REQUIRED ACTION: Every record below, from the first line to the last, is to be set down again exactly.

Point-per-instance localization data
+---+
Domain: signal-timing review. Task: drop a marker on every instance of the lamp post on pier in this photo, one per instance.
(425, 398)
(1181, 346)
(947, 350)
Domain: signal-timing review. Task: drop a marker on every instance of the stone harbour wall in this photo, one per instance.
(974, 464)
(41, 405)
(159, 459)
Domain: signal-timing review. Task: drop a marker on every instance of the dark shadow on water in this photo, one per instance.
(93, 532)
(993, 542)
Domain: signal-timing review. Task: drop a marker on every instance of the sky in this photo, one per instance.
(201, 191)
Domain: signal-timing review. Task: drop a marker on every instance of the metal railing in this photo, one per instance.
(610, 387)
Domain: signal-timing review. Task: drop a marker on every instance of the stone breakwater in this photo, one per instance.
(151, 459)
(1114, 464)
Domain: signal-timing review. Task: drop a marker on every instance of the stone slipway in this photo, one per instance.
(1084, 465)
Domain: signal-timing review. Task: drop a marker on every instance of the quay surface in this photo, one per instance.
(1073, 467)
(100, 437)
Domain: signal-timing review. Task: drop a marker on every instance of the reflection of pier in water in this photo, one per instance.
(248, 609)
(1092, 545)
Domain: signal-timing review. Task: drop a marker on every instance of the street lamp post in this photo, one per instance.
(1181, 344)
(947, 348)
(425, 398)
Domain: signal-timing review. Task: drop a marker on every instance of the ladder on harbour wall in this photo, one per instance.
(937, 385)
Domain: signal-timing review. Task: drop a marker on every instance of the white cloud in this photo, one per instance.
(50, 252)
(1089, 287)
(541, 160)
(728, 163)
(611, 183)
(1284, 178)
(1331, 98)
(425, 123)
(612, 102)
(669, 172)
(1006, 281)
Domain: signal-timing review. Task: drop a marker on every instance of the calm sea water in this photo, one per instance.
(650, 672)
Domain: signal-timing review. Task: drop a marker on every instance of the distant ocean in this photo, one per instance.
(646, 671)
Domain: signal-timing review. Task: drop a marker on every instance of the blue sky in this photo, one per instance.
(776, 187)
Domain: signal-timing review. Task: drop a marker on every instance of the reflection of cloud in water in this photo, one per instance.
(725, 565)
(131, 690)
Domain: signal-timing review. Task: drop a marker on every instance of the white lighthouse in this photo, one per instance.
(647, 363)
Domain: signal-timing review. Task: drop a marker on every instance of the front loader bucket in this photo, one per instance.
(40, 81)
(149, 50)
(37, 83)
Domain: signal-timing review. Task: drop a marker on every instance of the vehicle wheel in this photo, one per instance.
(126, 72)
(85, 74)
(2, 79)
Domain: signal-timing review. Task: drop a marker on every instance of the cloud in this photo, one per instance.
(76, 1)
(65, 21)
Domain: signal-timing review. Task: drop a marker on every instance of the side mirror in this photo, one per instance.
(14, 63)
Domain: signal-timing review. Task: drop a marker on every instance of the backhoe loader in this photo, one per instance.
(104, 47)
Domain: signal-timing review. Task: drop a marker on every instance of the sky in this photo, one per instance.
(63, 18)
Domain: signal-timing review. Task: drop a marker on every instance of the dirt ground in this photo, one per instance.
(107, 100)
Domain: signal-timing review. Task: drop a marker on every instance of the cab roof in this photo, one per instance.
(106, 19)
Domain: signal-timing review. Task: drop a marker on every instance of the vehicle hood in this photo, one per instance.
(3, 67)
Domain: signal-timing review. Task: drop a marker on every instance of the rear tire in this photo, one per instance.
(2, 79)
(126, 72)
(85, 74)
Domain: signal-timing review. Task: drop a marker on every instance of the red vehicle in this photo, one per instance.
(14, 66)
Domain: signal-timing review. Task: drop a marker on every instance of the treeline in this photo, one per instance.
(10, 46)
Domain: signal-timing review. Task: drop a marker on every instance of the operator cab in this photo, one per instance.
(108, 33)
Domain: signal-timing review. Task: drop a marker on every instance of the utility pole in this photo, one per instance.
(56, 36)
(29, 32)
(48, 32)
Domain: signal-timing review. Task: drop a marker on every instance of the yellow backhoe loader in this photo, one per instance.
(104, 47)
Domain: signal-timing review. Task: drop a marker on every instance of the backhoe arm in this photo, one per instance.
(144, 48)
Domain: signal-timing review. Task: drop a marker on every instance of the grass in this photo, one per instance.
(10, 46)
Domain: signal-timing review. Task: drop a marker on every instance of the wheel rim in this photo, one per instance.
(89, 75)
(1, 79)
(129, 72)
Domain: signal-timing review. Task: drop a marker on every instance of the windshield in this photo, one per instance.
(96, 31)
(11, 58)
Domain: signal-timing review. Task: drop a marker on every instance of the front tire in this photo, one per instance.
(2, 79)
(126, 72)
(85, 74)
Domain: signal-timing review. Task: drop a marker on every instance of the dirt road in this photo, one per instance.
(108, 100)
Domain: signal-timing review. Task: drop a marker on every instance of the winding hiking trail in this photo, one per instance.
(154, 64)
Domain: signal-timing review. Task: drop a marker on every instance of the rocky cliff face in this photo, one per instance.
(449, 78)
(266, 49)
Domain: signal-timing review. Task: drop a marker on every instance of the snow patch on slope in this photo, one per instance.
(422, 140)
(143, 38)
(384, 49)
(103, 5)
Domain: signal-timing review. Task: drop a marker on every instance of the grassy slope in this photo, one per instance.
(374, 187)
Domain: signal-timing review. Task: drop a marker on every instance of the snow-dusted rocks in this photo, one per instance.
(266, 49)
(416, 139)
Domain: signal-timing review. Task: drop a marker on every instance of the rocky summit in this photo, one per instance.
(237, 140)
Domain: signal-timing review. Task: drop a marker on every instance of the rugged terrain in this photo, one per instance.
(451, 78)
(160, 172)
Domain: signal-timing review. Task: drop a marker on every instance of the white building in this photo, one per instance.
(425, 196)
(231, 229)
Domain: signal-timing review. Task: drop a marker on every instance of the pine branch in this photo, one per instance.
+---+
SOLVED PROBLEM:
Domain: signal-timing review. Task: drop a marker on every instance of the lamp post on pier in this photo, one per instance.
(425, 398)
(1181, 346)
(947, 350)
Domain: signal-timing review. Task: drop a marker on every instance of the stone harbour wall in this photo, one per instance.
(974, 464)
(41, 405)
(159, 459)
Domain: signal-timing review. Task: drop a marker on every instance of the dark shadow on water in this photo, one per instance.
(93, 532)
(993, 542)
Domain: signal-timing review. Task: drop a marker on every instance of the sky in this photo, one per instance.
(201, 191)
Domain: signal-timing review. Task: drop a marker on every instance of the metal railing in this photo, one per instance.
(610, 387)
Domain: signal-timing review. Task: drop a marker on every instance of the stone breakwater in this photo, one per instance.
(151, 459)
(1114, 464)
Domain: signal-timing review. Task: drop a marker on every instance of the stone slipway in this photo, one per instance.
(1084, 465)
Domain: signal-timing review. Task: drop a marker on every instance of the quay surface in this photo, one per instance.
(1073, 467)
(100, 437)
Domain: signal-timing review. Task: drop a marker on every instance of the reflection of pier in water in this photo, one per instance.
(248, 609)
(1092, 545)
Domain: signal-timing review. Task: drop a marker on every instance of the street lamp post in this photo, one per instance.
(1181, 344)
(947, 348)
(425, 398)
Domain: signal-timing review. Task: drop a marker on every instance of the ladder on harbour wall in this photo, one per instance.
(937, 385)
Domain: signal-timing review. Task: drop a marker on every instance of the white cloud in this photo, one per instance.
(50, 252)
(1089, 287)
(541, 160)
(728, 163)
(611, 183)
(1284, 178)
(1331, 98)
(425, 123)
(612, 102)
(669, 172)
(1006, 281)
Domain: signal-timing review. Task: drop a marker on every instance of the calm sea water in this photo, one per instance.
(650, 672)
Domain: signal-timing review. Task: drop a marker on every instance of the distant ocean in this photo, one per instance.
(646, 671)
Domain: signal-timing review. Task: drop a marker on every instance of the blue sky in this photo, one per instance.
(776, 187)
Domain: signal-timing review. Task: drop a marker on every instance of the reflection of cloud in water in this photo, one per instance.
(725, 565)
(131, 690)
Domain: signal-timing review. Task: drop a marker on every instance of the white lighthouse in this photo, one per instance.
(647, 363)
Domain: signal-timing review. Task: drop a marker on every instance of the front loader bucket in this photo, one per instance.
(40, 81)
(149, 50)
(37, 83)
Domain: signal-timing review. Task: drop a marker on every instance of the vehicle wheel in this photo, one per instance.
(126, 72)
(85, 74)
(2, 79)
Domain: signal-timing review. Task: drop a marker on every instance of the cloud in this photo, one per instance.
(76, 1)
(65, 21)
Domain: signal-timing review. Task: drop a marker on every instance of the side mirror in this photo, one per instance.
(14, 63)
Domain: signal-timing review. Task: drop a marker on every instance of the backhoe loader in this photo, one per instance.
(104, 47)
Domain: signal-timing review. Task: drop a marker on every instance of the sky in this photo, one per instance.
(63, 18)
Domain: signal-timing review. Task: drop a marker on every instance of the dirt ground in this photo, one per instance.
(107, 100)
Domain: signal-timing review. Task: drop a marker on every instance of the cab roof in this photo, one per instance.
(106, 19)
Domain: signal-timing review. Task: drop a marker on every instance of the vehicle hood in this photo, one per instance.
(3, 67)
Domain: signal-timing review. Task: drop a marker on every instance of the rear tire in this photo, one per instance.
(2, 79)
(126, 72)
(85, 74)
Domain: signal-timing review. Task: drop a marker on every instance of the red vehicle in this photo, one per instance.
(14, 66)
Domain: signal-timing review. Task: drop a marker on every instance of the treeline in this photo, one per instance.
(10, 46)
Domain: signal-timing review. Task: drop a marker on every instance of the operator cab in this photo, one per instance.
(108, 33)
Domain: signal-timing review. Task: drop a marker on every instance of the utility pole in this photo, one per instance.
(56, 36)
(29, 32)
(48, 32)
Domain: signal-timing review. Task: drop a marker on every instance of the yellow backhoe loader in this photo, one per instance.
(104, 47)
Domain: signal-timing review. Task: drop a marker on every instance of the backhoe arm in this photo, one per instance.
(144, 48)
Domain: signal-timing review. Task: drop a marker on every instance of the grass in this photo, one per instance.
(10, 46)
Domain: signal-timing review. Task: drop a marker on every instance of the wheel rim in this photo, one per instance.
(89, 75)
(1, 79)
(129, 72)
Domain: signal-timing review. Task: drop a marker on every instance of the windshield in this photo, one per instance.
(96, 31)
(11, 58)
Domain: signal-timing review. Task: drop a marker on every instance of the front tire in this photo, one per instance.
(2, 79)
(126, 72)
(85, 74)
Domain: signal-timing review. Task: drop a marker on every instance of the dirt road in this photo, one per instance.
(108, 100)
Domain: signal-timing review. Task: drop a marker on every instance of the winding hiking trail in this photo, one per instance.
(154, 64)
Domain: signal-timing review. Task: drop a marker on every instance of the rocky cliff face in this photo, one per instance.
(449, 78)
(266, 49)
Domain: signal-timing review. Task: drop a marker on every instance of the snow patch on slope in this photo, one per instance.
(422, 140)
(143, 38)
(384, 49)
(103, 5)
Domain: signal-timing review. Task: drop a marker on every instance of the grassy slope in this photo, one per instance.
(374, 187)
Domain: signal-timing review. Task: drop a marker on every instance of the snow-dusted rocks in this photo, one per instance.
(266, 49)
(416, 139)
Domain: signal-timing review. Task: drop a marker on every instance of the rocky summit in this photo, one per instance.
(237, 140)
Domain: signal-timing review. Task: drop a marker on every instance of the rugged terrain in this photo, one per instance.
(451, 78)
(160, 172)
Domain: signal-timing review. Task: drop a marker on every instance of the white building in this photo, one per instance.
(425, 196)
(231, 229)
Domain: signal-timing review. Task: drop a marker on every instance of the pine branch in this photo, one per instance.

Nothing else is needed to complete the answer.